Written exercise A:
Gather and copy each line in the rows below that contains the word "leaf".

Reading passage:
▼▼▼

6. The riser base of claim 1, wherein a height defined by the
distance between the top of the raised edge and the bottom side of
the riser base is less than a diameter of an inlet pipe delivering
liquid to a pump station formed on the riser base.
7. The riser base of claim 1, wherein a height defined by the
distance between the raised edge and the bottom side is less than
approximately three inches.
8. The riser base of claim 1, wherein the riser base includes a
member for permitting a threaded fastener to threadingly engage
therewith.
9. The riser base of claim 8, wherein the member receives a
self-tapping threaded fastener.
10. The riser base of claim 8, wherein the member includes at least
two closely spaced spokes.
11. The riser base of claim 1, wherein the riser base is formed in
a substantially circular shape.
12. The riser base of claim 1, wherein the riser base is formed
from plastic material.
13. The riser base of claim 1, wherein the plastic material is
injection molded.
14. A modular lift pump station comprising: a riser base having a
top side, a bottom side, and a height defined by a distance between
the top side and the bottom side, the height being less than a
diameter of a pipe delivering liquid to the lift pump station; a
pump positioned on the riser base for pumping liquid from the riser
base to a lift height; and at least one riser stacked on the riser
base, the riser permitting the liquid to discharge at the lift
height through an outlet pipe extending through a sidewall of the
riser.
15. The modular lift pump station of claim 14 wherein the riser
base further comprises: a top side having a surface for supporting
the pump, a bottom side having reinforcing support structure for
strengthening the riser base; and a raised perimeter edge extending
from the surface of the top side forming a connecting edge member
for connecting to a riser.
16. The modular lift pump station of claim 15, wherein the
connecting edge member is one of a tongue and a substantially
U-shaped cross-section groove for a tongue and groove connection
joint.
17. The modular station of claim 15, wherein the top side includes
a substantially flat surface.

▲▲▲

Written exercise B:
According to the patent claims above, how high can the distance between the raised edge and the bottom side of the riser base be?

Records to use:
▼▼▼

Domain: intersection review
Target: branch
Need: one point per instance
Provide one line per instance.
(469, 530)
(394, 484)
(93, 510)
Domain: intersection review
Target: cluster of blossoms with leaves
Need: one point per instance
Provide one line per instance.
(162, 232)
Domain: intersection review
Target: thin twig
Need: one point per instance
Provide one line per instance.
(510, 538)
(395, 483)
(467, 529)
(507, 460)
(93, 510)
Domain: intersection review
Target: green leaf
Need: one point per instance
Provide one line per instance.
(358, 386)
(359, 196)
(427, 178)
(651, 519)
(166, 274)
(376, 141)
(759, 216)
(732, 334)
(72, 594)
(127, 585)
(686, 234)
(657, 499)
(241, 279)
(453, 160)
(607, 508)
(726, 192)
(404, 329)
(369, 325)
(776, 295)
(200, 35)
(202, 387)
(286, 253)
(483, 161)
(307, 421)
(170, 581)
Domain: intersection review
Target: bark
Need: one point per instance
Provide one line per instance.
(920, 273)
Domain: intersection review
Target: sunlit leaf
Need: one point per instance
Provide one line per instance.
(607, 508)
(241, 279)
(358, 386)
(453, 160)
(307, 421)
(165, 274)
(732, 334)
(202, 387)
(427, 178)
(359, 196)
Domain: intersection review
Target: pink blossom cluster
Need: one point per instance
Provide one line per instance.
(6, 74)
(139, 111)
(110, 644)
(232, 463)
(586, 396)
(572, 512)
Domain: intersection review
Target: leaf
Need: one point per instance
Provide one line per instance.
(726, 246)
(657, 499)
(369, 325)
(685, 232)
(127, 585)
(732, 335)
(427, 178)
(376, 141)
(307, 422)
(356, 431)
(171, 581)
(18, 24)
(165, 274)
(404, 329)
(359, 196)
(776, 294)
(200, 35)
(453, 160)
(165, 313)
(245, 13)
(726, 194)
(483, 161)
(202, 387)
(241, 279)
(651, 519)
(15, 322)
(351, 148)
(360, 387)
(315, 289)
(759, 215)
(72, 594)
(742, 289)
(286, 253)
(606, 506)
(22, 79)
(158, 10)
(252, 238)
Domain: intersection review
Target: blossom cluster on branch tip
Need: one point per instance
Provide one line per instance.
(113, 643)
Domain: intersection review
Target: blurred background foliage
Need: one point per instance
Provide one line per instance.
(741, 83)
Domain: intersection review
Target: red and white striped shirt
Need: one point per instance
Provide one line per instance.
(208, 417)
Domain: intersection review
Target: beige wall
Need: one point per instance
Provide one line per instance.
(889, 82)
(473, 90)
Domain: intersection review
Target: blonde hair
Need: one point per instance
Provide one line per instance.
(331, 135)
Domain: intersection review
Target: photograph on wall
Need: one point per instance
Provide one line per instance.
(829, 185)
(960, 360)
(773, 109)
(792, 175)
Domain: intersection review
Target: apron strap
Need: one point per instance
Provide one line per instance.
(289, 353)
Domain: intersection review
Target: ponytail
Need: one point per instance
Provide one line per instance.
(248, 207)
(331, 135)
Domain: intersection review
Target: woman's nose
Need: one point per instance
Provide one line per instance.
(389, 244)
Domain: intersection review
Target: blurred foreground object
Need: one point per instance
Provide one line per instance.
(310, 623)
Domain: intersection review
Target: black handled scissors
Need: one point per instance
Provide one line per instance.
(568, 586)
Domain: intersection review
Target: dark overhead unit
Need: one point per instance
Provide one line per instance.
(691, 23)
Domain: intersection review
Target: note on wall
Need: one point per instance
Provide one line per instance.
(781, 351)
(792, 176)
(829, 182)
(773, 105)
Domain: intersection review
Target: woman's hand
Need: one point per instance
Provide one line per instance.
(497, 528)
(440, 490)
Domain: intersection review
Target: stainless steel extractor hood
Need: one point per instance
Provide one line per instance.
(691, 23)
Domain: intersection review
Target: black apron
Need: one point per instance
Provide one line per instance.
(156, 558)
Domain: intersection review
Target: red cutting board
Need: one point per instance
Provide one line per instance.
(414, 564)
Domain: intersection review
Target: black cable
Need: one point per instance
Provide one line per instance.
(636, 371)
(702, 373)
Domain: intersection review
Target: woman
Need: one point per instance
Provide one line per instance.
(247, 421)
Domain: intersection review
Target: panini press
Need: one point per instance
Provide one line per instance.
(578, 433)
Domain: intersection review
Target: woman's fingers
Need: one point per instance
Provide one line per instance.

▲▲▲

Solution A:
Target: green leaf
Target: sunlit leaf
Target: leaf

Solution B:
Less than approximately three inches.